Work to complete -> The records below hold a stretch from the line with "Query: side mirror" through the line with "Query: green tree"; return exactly those lines, ends included, and nothing more.

──────── Materials provided

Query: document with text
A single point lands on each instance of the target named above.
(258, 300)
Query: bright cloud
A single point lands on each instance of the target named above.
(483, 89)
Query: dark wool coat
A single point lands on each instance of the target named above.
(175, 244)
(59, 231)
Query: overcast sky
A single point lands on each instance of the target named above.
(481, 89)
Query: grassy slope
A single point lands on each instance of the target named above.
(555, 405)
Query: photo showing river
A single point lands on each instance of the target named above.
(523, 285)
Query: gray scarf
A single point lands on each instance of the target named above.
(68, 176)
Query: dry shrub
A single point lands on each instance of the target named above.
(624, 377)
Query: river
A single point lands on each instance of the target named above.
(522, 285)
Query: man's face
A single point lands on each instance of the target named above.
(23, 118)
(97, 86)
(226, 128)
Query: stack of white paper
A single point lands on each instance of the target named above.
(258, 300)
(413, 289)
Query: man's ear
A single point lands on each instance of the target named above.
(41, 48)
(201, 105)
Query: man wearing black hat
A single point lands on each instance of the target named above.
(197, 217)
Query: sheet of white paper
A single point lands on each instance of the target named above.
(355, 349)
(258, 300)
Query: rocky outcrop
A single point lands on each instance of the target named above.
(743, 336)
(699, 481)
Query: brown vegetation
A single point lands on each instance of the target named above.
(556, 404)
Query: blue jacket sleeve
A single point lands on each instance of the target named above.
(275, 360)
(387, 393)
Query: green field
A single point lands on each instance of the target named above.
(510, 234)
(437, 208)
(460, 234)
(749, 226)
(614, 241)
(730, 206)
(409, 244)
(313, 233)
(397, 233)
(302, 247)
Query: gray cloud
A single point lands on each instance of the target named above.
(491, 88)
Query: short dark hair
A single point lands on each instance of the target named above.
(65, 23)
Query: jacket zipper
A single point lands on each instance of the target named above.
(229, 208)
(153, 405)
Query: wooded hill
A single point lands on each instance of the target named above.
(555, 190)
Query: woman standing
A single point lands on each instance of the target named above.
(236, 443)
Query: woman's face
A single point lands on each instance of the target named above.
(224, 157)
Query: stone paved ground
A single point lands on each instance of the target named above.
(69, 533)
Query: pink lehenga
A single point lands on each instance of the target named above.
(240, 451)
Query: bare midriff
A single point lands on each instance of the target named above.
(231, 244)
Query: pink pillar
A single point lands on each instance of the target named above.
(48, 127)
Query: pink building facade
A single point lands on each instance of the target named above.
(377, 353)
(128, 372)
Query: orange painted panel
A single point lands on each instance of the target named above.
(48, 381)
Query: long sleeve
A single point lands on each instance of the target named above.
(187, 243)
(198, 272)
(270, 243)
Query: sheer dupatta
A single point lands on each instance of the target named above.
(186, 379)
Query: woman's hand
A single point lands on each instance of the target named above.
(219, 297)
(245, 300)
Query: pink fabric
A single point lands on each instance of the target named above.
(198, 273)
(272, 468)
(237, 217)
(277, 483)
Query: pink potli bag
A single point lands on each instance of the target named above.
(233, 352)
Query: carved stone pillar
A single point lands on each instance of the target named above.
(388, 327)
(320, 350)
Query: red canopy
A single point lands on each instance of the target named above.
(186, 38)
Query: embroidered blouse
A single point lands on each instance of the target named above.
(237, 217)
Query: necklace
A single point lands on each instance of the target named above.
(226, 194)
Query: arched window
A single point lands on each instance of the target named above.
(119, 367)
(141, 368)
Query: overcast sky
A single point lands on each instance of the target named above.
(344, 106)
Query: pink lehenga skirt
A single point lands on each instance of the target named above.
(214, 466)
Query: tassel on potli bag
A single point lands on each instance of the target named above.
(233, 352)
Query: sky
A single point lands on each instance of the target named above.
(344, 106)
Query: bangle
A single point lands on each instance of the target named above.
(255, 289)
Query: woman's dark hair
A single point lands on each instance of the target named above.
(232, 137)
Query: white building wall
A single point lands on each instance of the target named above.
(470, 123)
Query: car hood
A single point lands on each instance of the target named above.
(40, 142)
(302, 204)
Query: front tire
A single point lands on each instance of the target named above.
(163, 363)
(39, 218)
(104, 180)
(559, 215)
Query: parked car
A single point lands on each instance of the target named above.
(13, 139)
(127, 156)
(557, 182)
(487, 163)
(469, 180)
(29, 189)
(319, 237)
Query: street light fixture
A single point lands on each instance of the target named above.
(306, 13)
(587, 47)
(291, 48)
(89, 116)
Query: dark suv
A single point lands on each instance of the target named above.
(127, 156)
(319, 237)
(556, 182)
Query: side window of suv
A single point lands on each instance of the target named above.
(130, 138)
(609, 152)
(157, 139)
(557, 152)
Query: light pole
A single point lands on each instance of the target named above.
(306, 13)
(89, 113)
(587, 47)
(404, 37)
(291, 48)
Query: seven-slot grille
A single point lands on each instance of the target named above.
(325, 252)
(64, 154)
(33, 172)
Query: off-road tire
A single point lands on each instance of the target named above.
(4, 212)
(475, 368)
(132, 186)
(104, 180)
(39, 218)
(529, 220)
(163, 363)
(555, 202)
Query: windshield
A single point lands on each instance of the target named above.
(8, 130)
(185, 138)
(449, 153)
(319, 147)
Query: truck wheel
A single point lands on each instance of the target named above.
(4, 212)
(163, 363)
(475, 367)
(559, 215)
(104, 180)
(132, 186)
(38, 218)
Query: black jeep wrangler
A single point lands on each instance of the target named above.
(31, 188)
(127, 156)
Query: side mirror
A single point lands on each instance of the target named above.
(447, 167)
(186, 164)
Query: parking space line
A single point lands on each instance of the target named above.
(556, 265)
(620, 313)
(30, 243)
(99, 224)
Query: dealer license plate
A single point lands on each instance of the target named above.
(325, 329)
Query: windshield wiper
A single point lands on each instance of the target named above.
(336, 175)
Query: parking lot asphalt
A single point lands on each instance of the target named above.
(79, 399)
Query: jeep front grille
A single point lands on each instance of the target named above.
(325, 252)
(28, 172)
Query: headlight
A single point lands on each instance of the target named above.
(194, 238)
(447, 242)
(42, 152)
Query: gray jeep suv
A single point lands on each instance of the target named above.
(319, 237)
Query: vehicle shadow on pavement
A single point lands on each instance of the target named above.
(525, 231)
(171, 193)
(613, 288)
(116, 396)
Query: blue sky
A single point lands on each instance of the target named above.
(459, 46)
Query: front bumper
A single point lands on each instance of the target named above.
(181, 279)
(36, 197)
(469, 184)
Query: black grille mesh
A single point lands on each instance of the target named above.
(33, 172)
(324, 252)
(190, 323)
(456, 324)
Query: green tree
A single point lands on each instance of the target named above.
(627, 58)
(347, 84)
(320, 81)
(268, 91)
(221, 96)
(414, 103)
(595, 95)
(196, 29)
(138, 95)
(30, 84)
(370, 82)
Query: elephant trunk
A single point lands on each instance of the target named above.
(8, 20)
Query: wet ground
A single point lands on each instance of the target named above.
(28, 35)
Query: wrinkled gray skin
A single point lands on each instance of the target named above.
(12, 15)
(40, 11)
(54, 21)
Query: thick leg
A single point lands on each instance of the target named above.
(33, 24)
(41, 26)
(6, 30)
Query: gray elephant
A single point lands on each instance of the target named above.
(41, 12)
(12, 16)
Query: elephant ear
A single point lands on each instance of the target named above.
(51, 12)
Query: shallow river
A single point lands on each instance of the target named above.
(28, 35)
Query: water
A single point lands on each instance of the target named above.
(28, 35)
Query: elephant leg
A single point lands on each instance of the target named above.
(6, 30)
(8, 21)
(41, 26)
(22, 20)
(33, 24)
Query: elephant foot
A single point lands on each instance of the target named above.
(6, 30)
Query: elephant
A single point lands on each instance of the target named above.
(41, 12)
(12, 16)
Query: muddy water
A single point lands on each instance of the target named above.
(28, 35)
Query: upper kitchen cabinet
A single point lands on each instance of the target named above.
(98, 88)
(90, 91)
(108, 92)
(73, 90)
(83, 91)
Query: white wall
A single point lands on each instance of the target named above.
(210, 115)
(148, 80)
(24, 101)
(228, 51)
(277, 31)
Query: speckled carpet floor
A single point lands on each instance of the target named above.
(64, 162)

────────────────

Solution for this problem ->
Query: side mirror
A single point lands on each instance of the target named above.
(447, 167)
(186, 164)
Query: parking space line
A single point lands on each instance of the target named above.
(556, 265)
(620, 313)
(30, 243)
(99, 224)
Query: dealer license plate
A single point lands on each instance of the target named above.
(325, 329)
Query: windshield wiper
A single point lands on each instance of the target named above.
(336, 175)
Query: parking lot asphalt
A single point lands on each instance of the target named above.
(79, 399)
Query: jeep front grille
A single point lands on each instance of the target named above.
(325, 252)
(28, 172)
Query: headlight
A single point lands on each instance of the target named above.
(194, 238)
(447, 242)
(42, 152)
Query: gray jeep suv
A single point lands on each instance of the target named above.
(319, 237)
Query: vehicle shadow on pavement
A single point lands on each instance of the target named above.
(525, 231)
(171, 193)
(613, 288)
(116, 396)
Query: blue sky
A single point lands on each instance of the target named above.
(459, 46)
Query: front bumper
A single point lands on each instance of the target named above.
(181, 279)
(36, 197)
(469, 184)
Query: black grille mesh
A single point lands on each instance of the target named above.
(33, 172)
(324, 252)
(190, 323)
(456, 324)
Query: green tree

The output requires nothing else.